WRITTEN REQUEST. Copy out the records between the line containing "segment(query) segments every" and the line containing "184], [220, 211]]", both lines included, reproducing them precisely. Omit the pictures from your answer.

RECORDED INFORMATION.
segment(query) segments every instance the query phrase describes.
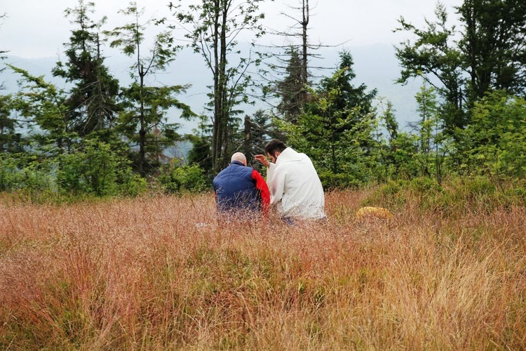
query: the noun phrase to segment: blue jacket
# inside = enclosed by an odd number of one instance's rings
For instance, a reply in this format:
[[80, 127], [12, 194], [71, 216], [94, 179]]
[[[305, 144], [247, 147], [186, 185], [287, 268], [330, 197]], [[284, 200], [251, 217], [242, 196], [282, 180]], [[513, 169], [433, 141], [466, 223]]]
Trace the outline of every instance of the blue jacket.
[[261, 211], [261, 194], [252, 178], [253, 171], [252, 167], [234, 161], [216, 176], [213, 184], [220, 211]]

* * *

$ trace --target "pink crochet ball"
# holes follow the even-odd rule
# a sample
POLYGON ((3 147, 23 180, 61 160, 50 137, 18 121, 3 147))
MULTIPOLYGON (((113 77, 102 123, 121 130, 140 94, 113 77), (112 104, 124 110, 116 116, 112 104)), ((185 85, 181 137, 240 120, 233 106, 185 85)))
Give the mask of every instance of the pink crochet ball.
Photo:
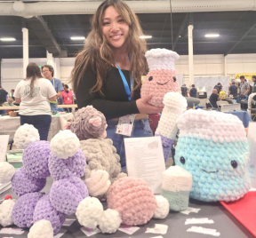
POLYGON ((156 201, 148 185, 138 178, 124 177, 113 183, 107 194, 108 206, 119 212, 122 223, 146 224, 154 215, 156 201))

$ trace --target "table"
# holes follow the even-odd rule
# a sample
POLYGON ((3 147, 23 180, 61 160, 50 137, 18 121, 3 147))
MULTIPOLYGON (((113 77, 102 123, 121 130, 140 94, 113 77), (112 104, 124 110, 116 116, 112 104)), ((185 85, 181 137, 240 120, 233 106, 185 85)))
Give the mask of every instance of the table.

--

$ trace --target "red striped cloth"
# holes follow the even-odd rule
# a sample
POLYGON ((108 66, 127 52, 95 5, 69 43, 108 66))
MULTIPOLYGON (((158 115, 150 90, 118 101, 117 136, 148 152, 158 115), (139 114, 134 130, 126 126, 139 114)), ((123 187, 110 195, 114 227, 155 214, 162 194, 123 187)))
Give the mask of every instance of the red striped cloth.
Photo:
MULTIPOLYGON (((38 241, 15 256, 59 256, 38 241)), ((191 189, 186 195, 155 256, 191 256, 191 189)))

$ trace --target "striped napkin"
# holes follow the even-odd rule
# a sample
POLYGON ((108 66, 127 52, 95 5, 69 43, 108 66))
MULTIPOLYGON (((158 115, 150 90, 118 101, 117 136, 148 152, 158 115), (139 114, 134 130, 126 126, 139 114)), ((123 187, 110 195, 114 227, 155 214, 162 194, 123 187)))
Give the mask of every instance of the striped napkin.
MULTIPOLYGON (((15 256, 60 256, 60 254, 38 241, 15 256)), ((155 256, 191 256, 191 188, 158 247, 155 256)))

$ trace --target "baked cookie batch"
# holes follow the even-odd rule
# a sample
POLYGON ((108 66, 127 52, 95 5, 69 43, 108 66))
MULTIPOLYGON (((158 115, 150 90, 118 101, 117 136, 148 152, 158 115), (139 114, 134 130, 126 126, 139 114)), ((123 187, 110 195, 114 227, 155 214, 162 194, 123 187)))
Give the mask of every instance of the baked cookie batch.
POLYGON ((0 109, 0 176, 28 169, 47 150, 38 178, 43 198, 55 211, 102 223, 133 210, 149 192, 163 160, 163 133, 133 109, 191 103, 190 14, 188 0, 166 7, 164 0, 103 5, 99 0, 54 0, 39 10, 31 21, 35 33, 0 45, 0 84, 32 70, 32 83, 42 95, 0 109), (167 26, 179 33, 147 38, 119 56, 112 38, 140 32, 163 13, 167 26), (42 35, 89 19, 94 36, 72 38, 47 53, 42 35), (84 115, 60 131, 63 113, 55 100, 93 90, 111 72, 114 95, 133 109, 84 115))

WRITTEN RESPONSE.
segment(query) segments every instance the query phrase describes.
query: the noun phrase to segment: blue jacket
# inside = enclosed by an odd number of one instance's rings
For instance, a reply in this format:
[[80, 127], [12, 194], [71, 216], [94, 179]]
[[[305, 144], [247, 147], [186, 185], [287, 268], [330, 197]], [[284, 200], [251, 217], [242, 196], [282, 180]], [[513, 169], [433, 141], [466, 223]]]
Trace the outline of every instance of the blue jacket.
[[261, 211], [261, 194], [252, 178], [253, 171], [252, 167], [234, 161], [216, 176], [213, 184], [220, 211]]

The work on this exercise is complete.